INSTRUCCIONES:
- A) Reproduce literalmente el pasaje del artículo sobre el aborto terapéutico que arranca con "Ese no es el" y continúa hasta "todos los demás.".
- B) ¿Cómo resumirías en dos oraciones el artículo sobre el aborto terapéutico?
- C) ¿Qué palabras y expresiones entre comillas cita el artículo sobre el aborto terapéutico como las que han copado la discusión? Enuméralas todas.

TEXTO DE LECTURA:
⁂

Una vez más, un tema como el del aborto terapéutico ha desatado un debate furibundo. La sola habilitación de una ley, que tenía 90 años de antigüedad y que era inaplicable debido a la falta de este protocolo, ha vuelto a poner en alerta a los que consideran a las mujeres unas vulgares asesinas que están buscando cualquier excusa para arrancarse del cuerpo niños no deseados. Palabras como “infierno”, “asesinato de niños”, “abortos masivos” “lobbies internacionales” han copado una discusión que tiene mucho más de sufrimiento que de maldad como lo quieren hacer ver.
Y la verdad que ya cansa. Basta de seguir haciéndoles creer a los católicos que viven bajo el signo de un Dios odiador. Basta de asustar a una población que tiene derecho a estar informada para tomar sus propias decisiones. El protocolo para la aplicación del aborto terapéutico está hecho con el fin de que aquellas mujeres que llevan embarazos riesgosos para su vida, o que están gestando niños que no sobrevivirán fuera del útero materno, escojan si quieren interrumpirlo con asistencia del Estado y en un establecimiento de salud seguro. Está hecho para que ELLAS tomen una decisión. La que consideren más conveniente para su salud y para la de su familia. Algunas decidirán seguir adelante con la gestación (la ley no obliga a nadie a abortar) otras no. Pero todas las que se hayan visto en estas circunstancias asumirán los riesgos y las consecuencias de su elección de manera libre, consciente e informada. Sin que las acusen de asesinas, sin que las ataranten por continuar con un embarazo aunque corra peligro su vida.
¿A qué le temen entonces los que se oponen a esta reglamentación? ¿A que las mujeres salgan corriendo a abortar en clínicas y hospitales aunque no cumplan con los requisitos que el protocolo establece? No pues, Cardenal, no se preocupe; esas ya tienen dónde hacerlo. Irán a los miles de establecimientos clandestinos e inseguros en los que nadie les pregunta por qué ya no quieren seguir embarazadas. Irán a esos lugares que están llenos de niñas adolescentes a los que sus padres, casi siempre muy católicos, las arrastran para esconder un embarazo que pudo evitarse con mejores políticas de educación sexual y reparto de anticonceptivos.
Ese no es el problema, así que mejor sinceremos el discurso, y asumamos que lo que no pueden soportar los que se oponen a la estandarización de esta práctica médica es que el Estado peruano funcione como un Estado laico. Que las leyes se dicten al margen de una institución como la Iglesia Católica, que bajo la excusa de que la mayoría de los peruanos profesan su fe, pretende influir en políticas públicas que afectan a todos los demás.
Y están furiosos porque no es lo común, porque ya se habían acostumbrado a imponer su visión confesional en decisiones que afectan a católicos, a ateos, y a feligreses de otras religiones. Esta vez, sin embargo, gracias a la valentía de la ministra de Salud, Midori de Habich, y de autoridades y personalidades que no se dejan atarantar, el Estado protegerá a mujeres que decidan interrumpir el embarazo en situaciones extremas. Las acompañará y las asistirá en una de las decisiones más duras y difíciles de su vida. No las señalará con el dedo, ni las tildará de asesinas, ni las amenazará con que se quemarán en el infierno. Eso lo seguirán haciendo otros, en nombre del Señor.

⁂

(Datos registrados)
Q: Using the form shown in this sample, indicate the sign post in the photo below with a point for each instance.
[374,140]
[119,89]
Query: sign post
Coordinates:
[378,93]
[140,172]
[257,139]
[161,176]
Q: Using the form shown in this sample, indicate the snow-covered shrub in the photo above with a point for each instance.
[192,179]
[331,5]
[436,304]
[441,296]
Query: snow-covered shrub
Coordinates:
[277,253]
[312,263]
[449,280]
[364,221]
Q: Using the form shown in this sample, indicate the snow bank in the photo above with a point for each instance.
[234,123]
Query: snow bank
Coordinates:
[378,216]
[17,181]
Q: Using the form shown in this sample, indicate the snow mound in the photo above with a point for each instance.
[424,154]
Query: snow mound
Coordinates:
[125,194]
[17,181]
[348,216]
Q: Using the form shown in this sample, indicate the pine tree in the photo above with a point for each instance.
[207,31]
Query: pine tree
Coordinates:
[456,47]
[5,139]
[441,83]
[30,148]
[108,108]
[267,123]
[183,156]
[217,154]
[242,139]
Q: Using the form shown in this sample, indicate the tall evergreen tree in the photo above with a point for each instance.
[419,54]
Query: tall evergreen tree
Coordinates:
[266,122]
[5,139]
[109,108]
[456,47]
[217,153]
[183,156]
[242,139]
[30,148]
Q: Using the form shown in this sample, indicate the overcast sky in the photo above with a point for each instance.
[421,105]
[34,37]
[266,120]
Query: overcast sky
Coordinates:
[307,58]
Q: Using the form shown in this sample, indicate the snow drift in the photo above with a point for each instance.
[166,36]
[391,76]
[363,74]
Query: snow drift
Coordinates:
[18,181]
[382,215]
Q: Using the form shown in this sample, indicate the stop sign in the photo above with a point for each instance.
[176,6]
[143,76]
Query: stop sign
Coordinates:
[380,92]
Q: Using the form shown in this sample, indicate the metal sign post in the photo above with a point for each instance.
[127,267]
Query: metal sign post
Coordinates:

⁂

RESPUESTAS DEL EJERCICIO:
- A)
Ese no es el problema, así que mejor sinceremos el discurso, y asumamos que lo que no pueden soportar los que se oponen a la estandarización de esta práctica médica es que el Estado peruano funcione como un Estado laico. Que las leyes se dicten al margen de una institución como la Iglesia Católica, que bajo la excusa de que la mayoría de los peruanos profesan su fe, pretende influir en políticas públicas que afectan a todos los demás.

- B) El artículo defiende el protocolo de aborto terapéutico, que permite a las mujeres con embarazos riesgosos para su vida o que gestan niños que no sobrevivirán fuera del útero decidir si lo interrumpen con asistencia del Estado en un establecimiento de salud seguro. Sostiene que lo que no soportan quienes se oponen es que el Estado peruano funcione como un Estado laico y dicte leyes al margen de la Iglesia Católica.

- C)
- "infierno"
- "asesinato de niños"
- "abortos masivos"
- "lobbies internacionales"